• [Exercise details]
Rewrite the lines starting at the one containing "[trace] every instance of the person" and ending at the one containing "380), (544, 397)]" as a two-column CSV with the columns text and answer, with one row for each text and its answer. Put each value in a single quoted field, and replace line breaks with spaces.
===== Supplied data
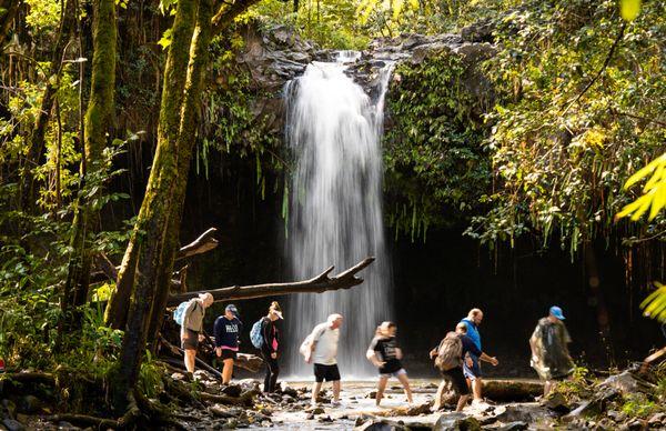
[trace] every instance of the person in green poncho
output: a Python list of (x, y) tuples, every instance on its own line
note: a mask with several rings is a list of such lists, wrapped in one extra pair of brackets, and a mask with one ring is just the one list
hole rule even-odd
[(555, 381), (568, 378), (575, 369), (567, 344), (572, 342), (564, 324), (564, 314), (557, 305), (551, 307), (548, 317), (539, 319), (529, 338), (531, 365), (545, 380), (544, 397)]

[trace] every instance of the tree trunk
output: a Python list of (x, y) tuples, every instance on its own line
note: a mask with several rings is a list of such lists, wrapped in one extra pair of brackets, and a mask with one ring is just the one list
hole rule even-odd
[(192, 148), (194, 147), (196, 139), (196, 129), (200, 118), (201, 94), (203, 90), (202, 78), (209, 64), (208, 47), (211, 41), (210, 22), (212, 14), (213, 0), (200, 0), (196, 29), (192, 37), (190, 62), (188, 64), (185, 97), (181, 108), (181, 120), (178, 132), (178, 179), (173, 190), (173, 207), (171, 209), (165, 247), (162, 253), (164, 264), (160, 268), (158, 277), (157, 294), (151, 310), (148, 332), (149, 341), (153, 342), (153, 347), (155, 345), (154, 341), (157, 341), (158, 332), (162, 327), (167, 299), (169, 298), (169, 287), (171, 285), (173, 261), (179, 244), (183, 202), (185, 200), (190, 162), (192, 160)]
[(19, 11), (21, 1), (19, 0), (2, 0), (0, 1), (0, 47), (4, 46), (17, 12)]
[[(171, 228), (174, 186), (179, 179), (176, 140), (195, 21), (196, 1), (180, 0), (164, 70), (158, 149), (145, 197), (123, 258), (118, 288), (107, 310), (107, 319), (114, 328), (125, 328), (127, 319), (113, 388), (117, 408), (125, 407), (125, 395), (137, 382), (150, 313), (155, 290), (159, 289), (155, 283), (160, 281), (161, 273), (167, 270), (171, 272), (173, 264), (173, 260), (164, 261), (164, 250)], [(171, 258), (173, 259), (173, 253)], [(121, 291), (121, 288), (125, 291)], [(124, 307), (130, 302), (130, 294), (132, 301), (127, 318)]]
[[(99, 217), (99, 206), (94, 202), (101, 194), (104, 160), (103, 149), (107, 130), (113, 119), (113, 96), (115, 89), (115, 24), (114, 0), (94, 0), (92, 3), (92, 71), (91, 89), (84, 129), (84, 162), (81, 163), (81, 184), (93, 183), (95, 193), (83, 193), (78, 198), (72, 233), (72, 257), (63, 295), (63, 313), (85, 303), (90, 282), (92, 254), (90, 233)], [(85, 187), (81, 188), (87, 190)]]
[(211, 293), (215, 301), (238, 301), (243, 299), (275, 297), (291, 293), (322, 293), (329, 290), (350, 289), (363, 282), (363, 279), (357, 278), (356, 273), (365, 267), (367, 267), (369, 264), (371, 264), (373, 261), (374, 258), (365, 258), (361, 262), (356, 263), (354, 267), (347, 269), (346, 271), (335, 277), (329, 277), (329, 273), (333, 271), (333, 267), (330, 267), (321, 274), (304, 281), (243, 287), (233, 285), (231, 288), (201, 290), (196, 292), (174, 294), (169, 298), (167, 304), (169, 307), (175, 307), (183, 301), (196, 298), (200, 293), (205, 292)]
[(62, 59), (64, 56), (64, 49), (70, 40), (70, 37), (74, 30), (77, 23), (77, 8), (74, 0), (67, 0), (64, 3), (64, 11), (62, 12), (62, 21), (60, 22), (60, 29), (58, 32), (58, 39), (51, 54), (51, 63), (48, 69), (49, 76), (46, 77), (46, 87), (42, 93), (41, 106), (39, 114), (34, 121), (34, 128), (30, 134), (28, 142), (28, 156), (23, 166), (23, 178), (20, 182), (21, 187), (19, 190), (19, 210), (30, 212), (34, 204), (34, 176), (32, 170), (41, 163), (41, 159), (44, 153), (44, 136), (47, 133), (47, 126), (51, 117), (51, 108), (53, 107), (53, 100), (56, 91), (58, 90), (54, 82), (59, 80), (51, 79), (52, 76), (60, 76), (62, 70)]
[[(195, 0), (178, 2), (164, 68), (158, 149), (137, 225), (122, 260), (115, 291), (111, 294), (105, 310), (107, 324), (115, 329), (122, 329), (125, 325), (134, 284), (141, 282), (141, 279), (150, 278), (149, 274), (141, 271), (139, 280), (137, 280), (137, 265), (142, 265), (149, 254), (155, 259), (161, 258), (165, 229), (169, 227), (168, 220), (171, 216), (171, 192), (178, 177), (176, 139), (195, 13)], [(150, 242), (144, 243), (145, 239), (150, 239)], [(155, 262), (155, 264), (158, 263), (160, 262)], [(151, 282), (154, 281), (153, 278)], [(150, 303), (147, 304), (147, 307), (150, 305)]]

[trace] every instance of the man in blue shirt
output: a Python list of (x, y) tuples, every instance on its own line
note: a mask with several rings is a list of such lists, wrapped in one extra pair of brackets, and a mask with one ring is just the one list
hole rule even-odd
==========
===== Supplied data
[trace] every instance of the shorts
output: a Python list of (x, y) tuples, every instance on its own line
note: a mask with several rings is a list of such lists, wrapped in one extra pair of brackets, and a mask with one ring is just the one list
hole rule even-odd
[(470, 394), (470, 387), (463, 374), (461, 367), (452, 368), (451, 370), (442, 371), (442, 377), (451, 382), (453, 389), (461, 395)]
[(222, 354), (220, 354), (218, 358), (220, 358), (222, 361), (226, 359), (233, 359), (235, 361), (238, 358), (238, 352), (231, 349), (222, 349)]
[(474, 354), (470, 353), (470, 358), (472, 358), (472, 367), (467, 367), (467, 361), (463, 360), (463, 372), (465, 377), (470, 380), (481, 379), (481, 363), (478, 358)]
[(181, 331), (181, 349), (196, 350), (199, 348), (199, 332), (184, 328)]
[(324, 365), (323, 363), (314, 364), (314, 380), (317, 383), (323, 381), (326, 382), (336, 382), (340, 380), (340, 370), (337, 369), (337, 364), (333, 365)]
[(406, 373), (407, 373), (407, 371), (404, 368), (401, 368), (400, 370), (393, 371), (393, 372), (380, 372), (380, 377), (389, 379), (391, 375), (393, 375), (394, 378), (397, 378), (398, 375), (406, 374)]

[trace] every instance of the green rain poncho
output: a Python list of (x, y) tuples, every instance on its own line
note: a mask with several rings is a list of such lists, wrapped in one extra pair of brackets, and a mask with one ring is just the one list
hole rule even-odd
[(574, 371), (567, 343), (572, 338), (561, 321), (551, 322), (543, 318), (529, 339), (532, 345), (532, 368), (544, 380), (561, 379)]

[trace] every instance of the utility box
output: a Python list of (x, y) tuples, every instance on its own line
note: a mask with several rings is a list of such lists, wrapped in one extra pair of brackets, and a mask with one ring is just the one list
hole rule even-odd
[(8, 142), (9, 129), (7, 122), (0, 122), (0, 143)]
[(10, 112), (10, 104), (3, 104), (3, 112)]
==========
===== Supplied data
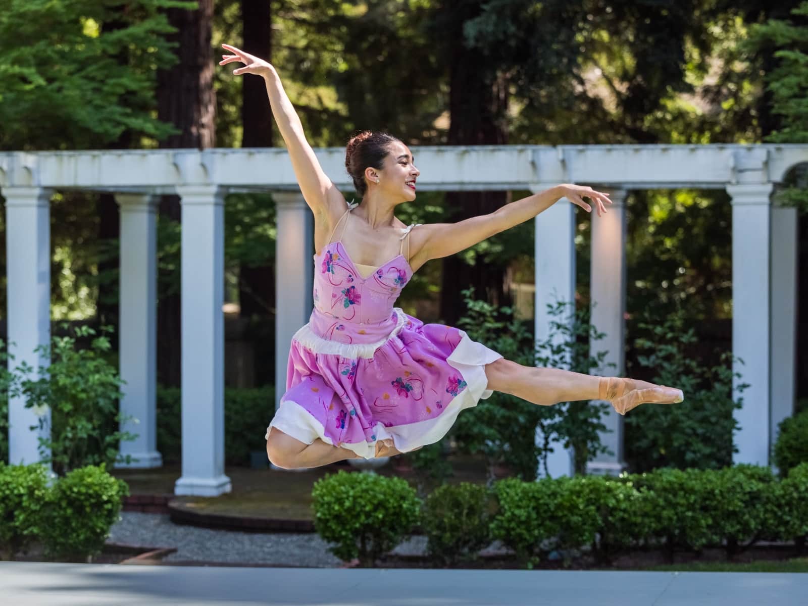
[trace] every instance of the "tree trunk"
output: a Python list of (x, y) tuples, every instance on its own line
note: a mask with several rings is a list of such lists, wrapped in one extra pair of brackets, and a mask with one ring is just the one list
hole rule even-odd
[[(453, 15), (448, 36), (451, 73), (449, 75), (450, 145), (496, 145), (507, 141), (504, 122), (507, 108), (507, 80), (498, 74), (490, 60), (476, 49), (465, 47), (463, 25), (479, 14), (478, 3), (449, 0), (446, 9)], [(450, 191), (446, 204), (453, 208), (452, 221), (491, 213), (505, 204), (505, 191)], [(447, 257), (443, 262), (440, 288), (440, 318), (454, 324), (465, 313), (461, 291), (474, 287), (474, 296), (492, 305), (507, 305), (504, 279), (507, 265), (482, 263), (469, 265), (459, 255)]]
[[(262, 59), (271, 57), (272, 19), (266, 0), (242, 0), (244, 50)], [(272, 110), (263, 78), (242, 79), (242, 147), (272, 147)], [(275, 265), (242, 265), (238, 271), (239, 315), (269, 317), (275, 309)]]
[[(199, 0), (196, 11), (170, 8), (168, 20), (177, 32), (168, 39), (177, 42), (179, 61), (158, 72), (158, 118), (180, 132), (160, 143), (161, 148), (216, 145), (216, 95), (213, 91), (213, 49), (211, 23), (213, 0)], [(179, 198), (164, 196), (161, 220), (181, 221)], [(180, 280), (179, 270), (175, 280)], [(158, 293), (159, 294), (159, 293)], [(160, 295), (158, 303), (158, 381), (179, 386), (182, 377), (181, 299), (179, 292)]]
==========
• [Output]
text,answer
"[trace] every instance of the person in green poncho output: a Python list of (x, y) tuples, every instance on its own line note: a mask with several rings is a list of such lists, wrapped in one extra pair of brackets, and a mask with one ring is just the one list hole rule even-odd","[(555, 381), (568, 378), (575, 369), (567, 344), (572, 342), (564, 324), (564, 314), (557, 305), (551, 307), (548, 317), (539, 319), (529, 338), (531, 365), (545, 380), (544, 397)]"